━━ Vorgegebener Text ━━

Der Alexanderplatz wird 200: Eine Ausstellung
zeigt jetzt seine Geschichte
Alexanderplatz, teurer Alex, wie haben sie dir zugerichtet ...
Die Berolina haben sie dir geklaut, schön grün war?s in
der Mitte, jetzt gibt's nur Bauzäune und Löcher." Als
Alfred Döblin, Autor des legendären Romans "Berlin
Alexanderplatz", im Januar 1929 diese Zeilen in einer Berliner
Tageszeitung verfasst, steht am Alex kein Stein mehr auf dem
anderen: Riesige Dampframmen wuchten Schienen für die neuen
U-Bahnlinien in die Erde, gleich neben dem Kaufhaus Tietz entstehen
zwei neue Gebäude, acht Geschosse hoch. Wo einst das Pflaster
war, liegen jetzt Holzbretter, auf denen sich die
Fußgänger von Baugrube zu Baugrube schlängeln.
Das sieht heute, 75 Jahre nach dem großen Umbau, kaum
anders aus: Gerade wird das Kaufhaus entkernt und erweitert, die
Behrensbauten werden saniert. Bis zur Fußball-WM 2006 soll der
Platz neu gepflastert und beleuchtet werden. Der Alex bekommt ein
neues Gesicht - wieder einmal. "Der Alexanderplatz hatte immer
einen sehr kantigen Charakter", beschreibt der Historiker Alexander
Schug die spezielle Atmosphäre. "Er war immer im Werden, nie
glamourös. Vor allem aber war und ist er ein Platz des
Volkes."
Weil der im November diesen Jahres sein 200-jähriges
Jubiläum als "Alexanderplatz" feiert, hat Schug gemeinsam mit
vier Geschichtsstudenten der Humboldt-Universität Berlin die
wechselvolle Geschichte des Platzes aufgearbeitet - auf 20
großen Plakaten, die die Studenten zusammen mit einer
Werbeagentur entworfen haben. In großen Glasvitrinen sind sie
jetzt in einer Art "Open-Air-Galerie" auf dem Alexanderplatz
ausgestellt. Die Motive im Stil von Werbetafeln haben die Fünf
ganz bewusst ausgewählt: "Die Plakate sollen ein Eye-Catcher
sein. Deshalb haben wir uns für die werberische Gestaltung
entschieden. Die Texte sind kurz und sollen den Vorbeigehenden
Anreize geben, sich weiter zu informieren."

━━━
━━ Rohdaten ━━

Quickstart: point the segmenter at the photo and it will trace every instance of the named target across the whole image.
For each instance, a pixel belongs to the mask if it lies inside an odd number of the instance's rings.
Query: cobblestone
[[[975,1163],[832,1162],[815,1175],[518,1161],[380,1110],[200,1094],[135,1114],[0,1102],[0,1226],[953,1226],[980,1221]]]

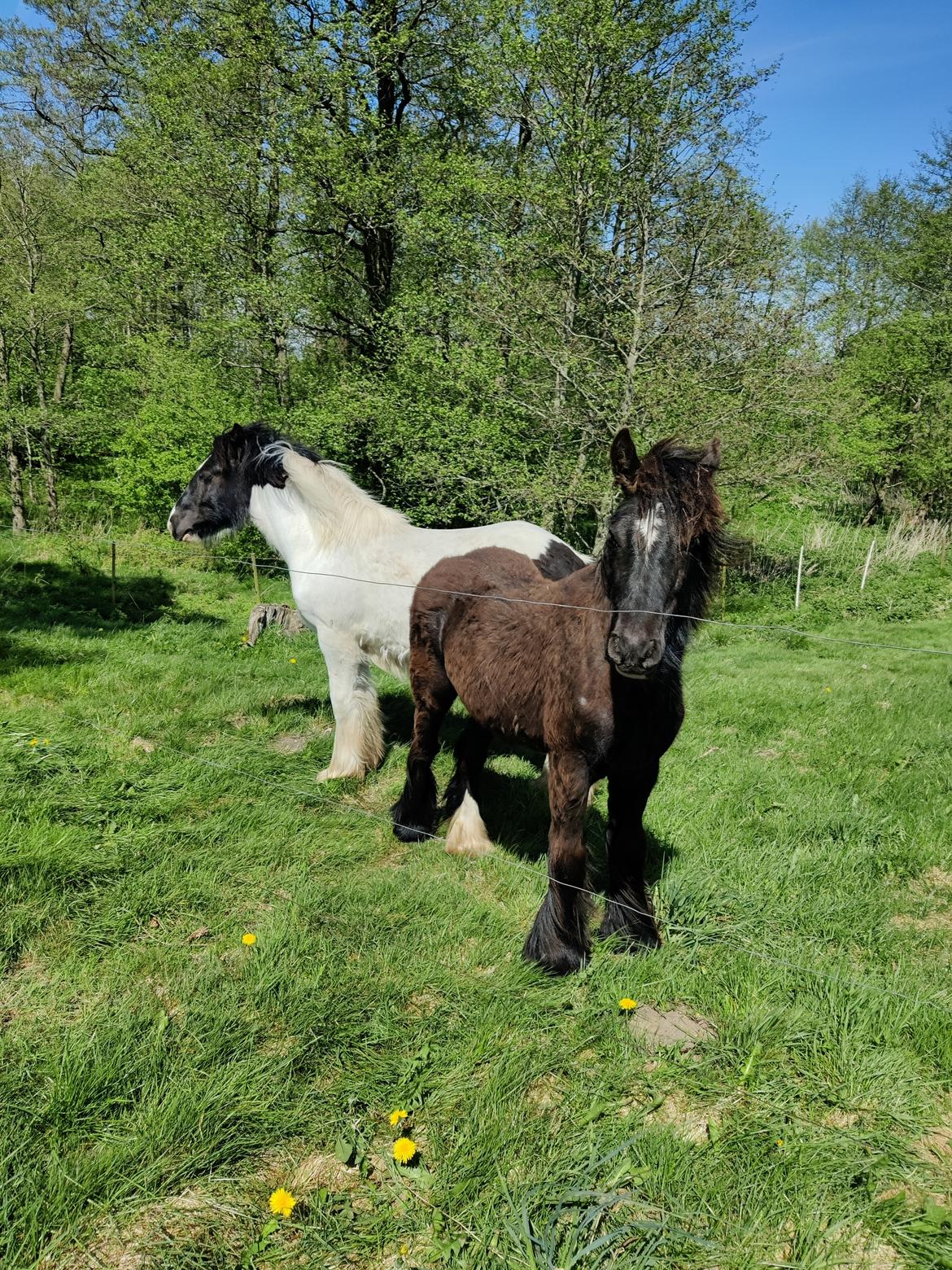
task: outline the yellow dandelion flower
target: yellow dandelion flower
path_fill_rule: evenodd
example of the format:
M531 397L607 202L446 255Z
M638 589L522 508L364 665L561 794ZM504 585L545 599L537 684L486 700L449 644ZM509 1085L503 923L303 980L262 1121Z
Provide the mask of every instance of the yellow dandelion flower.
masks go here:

━━━
━━ Rohdaten ━━

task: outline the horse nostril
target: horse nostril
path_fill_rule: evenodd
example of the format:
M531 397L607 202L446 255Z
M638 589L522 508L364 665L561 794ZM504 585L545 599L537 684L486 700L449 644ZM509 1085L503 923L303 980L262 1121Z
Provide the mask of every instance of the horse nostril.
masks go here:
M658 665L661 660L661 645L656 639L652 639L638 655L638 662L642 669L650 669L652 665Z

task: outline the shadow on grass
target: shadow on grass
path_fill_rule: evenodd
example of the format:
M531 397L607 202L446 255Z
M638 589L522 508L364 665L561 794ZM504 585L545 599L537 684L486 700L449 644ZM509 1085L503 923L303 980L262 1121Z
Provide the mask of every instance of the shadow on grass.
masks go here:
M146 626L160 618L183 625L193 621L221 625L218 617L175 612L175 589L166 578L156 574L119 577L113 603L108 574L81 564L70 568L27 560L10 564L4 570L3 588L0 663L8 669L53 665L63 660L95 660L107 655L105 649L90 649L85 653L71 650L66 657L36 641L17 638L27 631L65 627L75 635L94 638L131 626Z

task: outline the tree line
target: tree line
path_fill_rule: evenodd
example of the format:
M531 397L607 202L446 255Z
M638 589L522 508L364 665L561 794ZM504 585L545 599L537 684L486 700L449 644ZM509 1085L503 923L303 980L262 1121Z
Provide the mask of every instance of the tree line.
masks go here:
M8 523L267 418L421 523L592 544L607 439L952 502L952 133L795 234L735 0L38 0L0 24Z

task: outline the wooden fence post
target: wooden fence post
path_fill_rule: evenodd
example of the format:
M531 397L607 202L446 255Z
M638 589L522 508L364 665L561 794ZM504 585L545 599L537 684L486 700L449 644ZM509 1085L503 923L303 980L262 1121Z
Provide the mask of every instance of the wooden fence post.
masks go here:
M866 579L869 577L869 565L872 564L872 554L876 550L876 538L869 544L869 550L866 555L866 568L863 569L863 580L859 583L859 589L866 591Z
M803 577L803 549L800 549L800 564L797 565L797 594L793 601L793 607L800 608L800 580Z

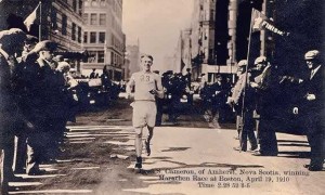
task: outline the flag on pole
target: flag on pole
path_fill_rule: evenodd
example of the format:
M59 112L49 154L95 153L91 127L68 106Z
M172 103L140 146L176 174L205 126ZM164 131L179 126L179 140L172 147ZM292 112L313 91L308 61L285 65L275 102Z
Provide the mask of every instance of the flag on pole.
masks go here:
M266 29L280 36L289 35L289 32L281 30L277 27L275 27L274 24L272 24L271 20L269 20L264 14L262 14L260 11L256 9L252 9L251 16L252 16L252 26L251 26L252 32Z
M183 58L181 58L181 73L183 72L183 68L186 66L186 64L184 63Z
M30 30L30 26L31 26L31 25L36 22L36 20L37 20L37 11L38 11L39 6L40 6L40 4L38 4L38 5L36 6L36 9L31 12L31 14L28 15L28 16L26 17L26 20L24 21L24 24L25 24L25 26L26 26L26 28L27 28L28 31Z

━━━

**Aufgabe A:**
Gib aus dem Text über den Alexanderplatz den Abschnitt zwischen „Der Alexanderplatz wird“ und „zu Baugrube schlängeln.“ einschließlich unverändert aus.
**Aufgabe B:**
Schreib den Text über den Alexanderplatz im Anschluss an seinen letzten Satz weiter.

**Lösung A:**
Der Alexanderplatz wird 200: Eine Ausstellung
zeigt jetzt seine Geschichte
Alexanderplatz, teurer Alex, wie haben sie dir zugerichtet ...
Die Berolina haben sie dir geklaut, schön grün war?s in
der Mitte, jetzt gibt's nur Bauzäune und Löcher." Als
Alfred Döblin, Autor des legendären Romans "Berlin
Alexanderplatz", im Januar 1929 diese Zeilen in einer Berliner
Tageszeitung verfasst, steht am Alex kein Stein mehr auf dem
anderen: Riesige Dampframmen wuchten Schienen für die neuen
U-Bahnlinien in die Erde, gleich neben dem Kaufhaus Tietz entstehen
zwei neue Gebäude, acht Geschosse hoch. Wo einst das Pflaster
war, liegen jetzt Holzbretter, auf denen sich die
Fußgänger von Baugrube zu Baugrube schlängeln.

**Lösung B:**
Doch schon so erfährt man auf den Plakaten eine ganze Menge
über die Geschichte des Platzes. Die nämlich beginnt im
17. Jahrhundert mit einem Viehmarkt. Damals heißt der Platz
noch "Ochsenplatz" und beherbergt unter anderem die wichtigste
Wollmesse Preußens. Erst 1805, nach dem Berlin-Besuch des
russischen Zaren Alexander I., wird er umbenannt in
"Alexanderplatz". Knapp 80 Jahre später entwickelt sich der
Alex zum Handels- und Verkehrszentrum und wird durch den Bau des
Stadtbahnhofs Berlins Umsteigeplatz Nummer Eins. 1913 wird die
erste U-Bahnlinie eingeweiht. Doch allem Aufschwung zum Trotz
herrscht im angrenzenden Viertel bitterste Armut: 50.000 Menschen
leben hier unter katastrophalen Bedingungen in nasskalten
Mietskasernen. Während sich am Ku'damm in den Goldenen
Zwanzigern das Bürgertum in Tanzrevues vergnügt, machen
sich auf dem Alex Prostitution und Organisierte Kriminalität
breit. In der Not dient im Krieg die Grünfläche in seiner
Mitte als Anbaufläche für Rüben.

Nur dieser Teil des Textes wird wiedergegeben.